Wednesday, March 25, 2009

Oil ends lower

Oil prices remained lower but recovered some losses Wednesday after positive economic data and the Treasury Department's bad-bank plan outweighed a mixed inventory report.

Crude prices settled down $1.21, or more than 2.2%, to $52.77 Tuesday. Oil traded almost 4% lower just prior to the report's release.

The Energy Information Administration said oil supplies soared by 3.3 million barrels in the week ended March 20.

Analysts were expecting an increase of 1.4 million barrels, according to a consensus estimate from Platts, an energy information provider. Crude supplies are above average for this time of year.

Surprisingly strong economic data released Tuesday helped oil prices recover losses, said Phil Flynn, an analyst at Alaron Trading. Durable goods orders jumped 3.4% after tumbling the previous month, and new home sales rose almost 5%.
Market cheers government action

On Monday, the Treasury Department unveiled its "Public-Private Investment Program," in which taxpayer money will be used to seed partnerships with private investors that will buy up toxic assets of banks' balance sheets.

_MATERIAL PROVIDED_
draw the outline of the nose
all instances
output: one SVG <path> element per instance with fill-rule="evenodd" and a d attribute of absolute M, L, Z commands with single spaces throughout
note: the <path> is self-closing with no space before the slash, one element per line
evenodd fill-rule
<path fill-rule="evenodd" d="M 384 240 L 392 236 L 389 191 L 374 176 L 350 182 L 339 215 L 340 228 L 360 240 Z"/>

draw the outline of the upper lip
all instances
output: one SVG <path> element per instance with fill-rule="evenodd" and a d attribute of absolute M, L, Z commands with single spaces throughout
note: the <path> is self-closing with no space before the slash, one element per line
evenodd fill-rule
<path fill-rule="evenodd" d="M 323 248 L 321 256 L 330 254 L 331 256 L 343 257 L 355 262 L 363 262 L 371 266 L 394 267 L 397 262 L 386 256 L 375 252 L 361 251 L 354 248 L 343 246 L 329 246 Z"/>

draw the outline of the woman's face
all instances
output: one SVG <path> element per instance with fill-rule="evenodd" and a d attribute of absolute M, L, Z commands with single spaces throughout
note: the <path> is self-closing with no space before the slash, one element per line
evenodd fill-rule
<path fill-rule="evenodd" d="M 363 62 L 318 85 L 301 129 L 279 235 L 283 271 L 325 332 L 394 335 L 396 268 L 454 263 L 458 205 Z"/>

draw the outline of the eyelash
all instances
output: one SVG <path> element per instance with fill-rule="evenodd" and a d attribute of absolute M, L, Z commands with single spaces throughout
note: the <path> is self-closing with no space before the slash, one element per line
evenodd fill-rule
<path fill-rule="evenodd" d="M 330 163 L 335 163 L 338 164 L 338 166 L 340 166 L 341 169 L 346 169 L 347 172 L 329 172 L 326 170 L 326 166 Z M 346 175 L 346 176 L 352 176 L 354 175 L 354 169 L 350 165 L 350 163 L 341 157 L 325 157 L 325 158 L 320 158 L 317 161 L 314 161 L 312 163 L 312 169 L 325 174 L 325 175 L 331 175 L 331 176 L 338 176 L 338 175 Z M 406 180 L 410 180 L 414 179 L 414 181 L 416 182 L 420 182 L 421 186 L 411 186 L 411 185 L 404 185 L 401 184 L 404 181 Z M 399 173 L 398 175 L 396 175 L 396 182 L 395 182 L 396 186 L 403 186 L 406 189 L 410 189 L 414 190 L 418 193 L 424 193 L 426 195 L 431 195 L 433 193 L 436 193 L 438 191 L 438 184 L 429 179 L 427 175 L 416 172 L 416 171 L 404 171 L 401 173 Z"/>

_REQUIREMENT_
Summarize the article on oil prices in two sentences. The items come from a separate source and are not connected to the text.

_RESPONSE TO THE EXERCISE_
Oil prices stayed lower but recovered some losses after positive economic data and the Treasury Department's bad-bank plan outweighed a mixed inventory report, in which the Energy Information Administration said supplies rose by 3.3 million barrels against an expected 1.4 million. Phil Flynn of Alaron Trading credited strong economic data, including a 3.4% jump in durable goods orders and a nearly 5% rise in new home sales, and the Treasury's "Public-Private Investment Program" will use taxpayer money to seed partnerships with private investors that will buy banks' toxic assets.